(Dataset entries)

+ + + +

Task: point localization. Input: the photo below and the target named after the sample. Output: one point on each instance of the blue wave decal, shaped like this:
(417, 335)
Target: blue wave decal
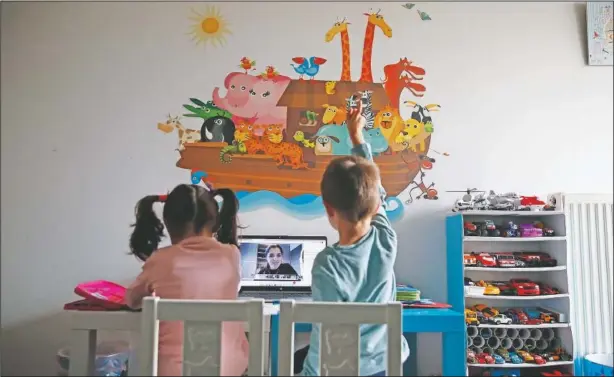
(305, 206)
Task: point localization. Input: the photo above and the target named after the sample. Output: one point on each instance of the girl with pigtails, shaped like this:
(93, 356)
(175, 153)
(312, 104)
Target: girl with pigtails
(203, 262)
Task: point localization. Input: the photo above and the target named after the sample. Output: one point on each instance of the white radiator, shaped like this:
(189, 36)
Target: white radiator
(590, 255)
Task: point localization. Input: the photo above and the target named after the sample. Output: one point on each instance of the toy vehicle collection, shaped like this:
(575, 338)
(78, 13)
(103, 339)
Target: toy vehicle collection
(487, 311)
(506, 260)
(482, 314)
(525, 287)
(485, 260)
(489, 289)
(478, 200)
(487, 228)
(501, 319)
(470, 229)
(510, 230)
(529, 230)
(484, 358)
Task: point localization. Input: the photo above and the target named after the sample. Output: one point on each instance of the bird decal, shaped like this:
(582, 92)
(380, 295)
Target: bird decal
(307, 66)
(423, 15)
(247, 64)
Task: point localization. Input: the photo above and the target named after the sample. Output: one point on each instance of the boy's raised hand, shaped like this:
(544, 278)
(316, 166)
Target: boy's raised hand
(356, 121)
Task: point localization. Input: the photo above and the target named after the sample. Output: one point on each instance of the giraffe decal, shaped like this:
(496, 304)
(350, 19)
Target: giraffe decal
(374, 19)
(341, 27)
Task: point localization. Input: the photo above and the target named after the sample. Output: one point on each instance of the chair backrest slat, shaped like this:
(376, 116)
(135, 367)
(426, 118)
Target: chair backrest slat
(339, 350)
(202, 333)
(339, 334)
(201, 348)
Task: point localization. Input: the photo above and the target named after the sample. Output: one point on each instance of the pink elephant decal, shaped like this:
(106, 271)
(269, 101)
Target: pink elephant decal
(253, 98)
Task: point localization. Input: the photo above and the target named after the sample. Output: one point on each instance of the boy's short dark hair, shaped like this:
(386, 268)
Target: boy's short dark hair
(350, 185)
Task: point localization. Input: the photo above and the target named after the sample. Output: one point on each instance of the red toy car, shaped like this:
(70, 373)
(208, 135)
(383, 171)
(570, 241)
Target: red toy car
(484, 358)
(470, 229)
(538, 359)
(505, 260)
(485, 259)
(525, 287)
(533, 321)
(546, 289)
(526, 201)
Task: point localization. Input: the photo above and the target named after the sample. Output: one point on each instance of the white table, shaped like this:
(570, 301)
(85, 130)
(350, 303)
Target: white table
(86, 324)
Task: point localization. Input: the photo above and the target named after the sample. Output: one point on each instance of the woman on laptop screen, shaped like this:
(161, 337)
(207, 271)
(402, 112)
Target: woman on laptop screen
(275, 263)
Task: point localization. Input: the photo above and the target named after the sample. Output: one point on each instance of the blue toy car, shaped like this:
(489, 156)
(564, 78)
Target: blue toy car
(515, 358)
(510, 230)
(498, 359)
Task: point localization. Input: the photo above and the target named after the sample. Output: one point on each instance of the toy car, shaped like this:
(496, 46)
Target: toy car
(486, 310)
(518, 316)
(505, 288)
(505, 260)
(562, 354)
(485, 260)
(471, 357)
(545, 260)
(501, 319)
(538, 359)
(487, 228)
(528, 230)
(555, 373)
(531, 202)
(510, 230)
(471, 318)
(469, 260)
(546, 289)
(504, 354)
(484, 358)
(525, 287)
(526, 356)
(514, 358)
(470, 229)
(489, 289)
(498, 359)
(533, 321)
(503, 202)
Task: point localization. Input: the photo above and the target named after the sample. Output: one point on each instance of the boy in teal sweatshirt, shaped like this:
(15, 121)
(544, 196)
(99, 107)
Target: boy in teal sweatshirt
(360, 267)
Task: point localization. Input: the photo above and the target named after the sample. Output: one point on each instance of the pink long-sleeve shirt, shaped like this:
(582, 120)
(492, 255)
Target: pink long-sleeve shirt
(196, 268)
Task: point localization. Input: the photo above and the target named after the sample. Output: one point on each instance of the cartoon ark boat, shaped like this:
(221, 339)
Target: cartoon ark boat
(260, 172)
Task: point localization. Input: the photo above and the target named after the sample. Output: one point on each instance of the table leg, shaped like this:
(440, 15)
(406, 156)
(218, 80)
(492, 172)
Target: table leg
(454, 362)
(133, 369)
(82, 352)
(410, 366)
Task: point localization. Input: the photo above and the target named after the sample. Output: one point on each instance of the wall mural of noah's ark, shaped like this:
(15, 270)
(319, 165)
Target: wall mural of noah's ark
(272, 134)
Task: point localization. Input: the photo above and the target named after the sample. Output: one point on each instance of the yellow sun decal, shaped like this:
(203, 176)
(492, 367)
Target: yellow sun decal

+ + + +

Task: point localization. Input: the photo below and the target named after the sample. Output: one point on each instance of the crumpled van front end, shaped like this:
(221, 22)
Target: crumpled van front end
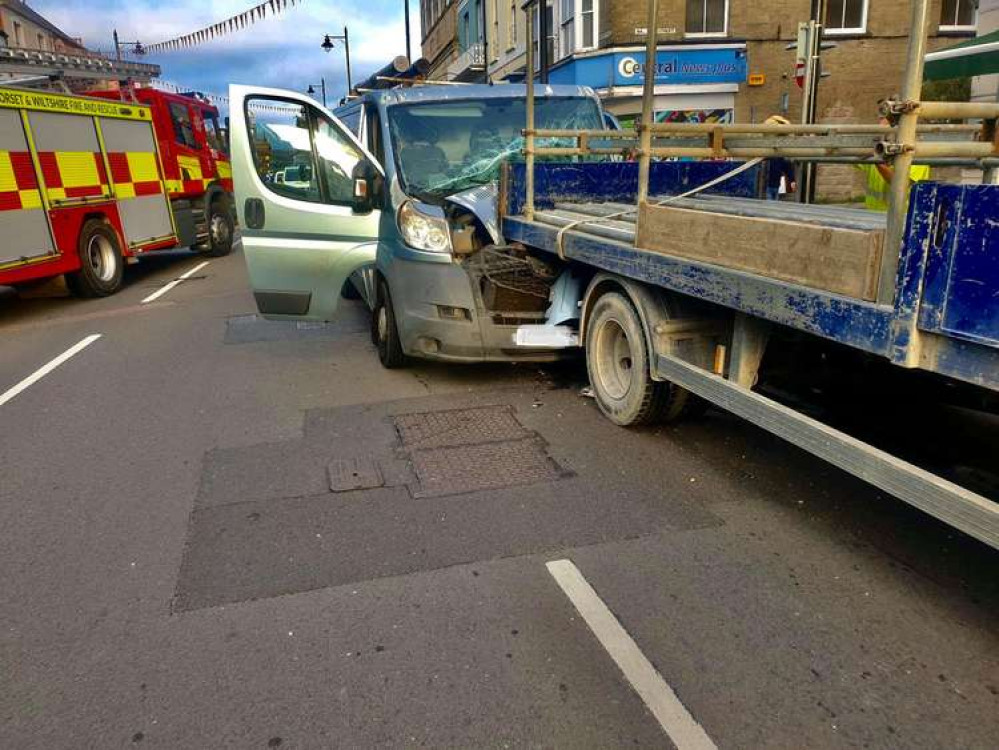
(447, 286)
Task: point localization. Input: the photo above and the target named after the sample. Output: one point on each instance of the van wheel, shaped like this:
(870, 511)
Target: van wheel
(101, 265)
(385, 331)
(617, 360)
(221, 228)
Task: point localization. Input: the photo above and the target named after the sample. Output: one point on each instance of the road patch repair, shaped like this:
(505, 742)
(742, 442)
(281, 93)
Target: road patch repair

+ + + +

EXERCISE =
Pull every line containing the string "patch" out of the data above and copy it.

TASK OUTPUT =
Task: point localization. Input: the photo above and the target named after the sample. Output: one point on each instance of the road patch repair, shaped like this:
Target: road patch repair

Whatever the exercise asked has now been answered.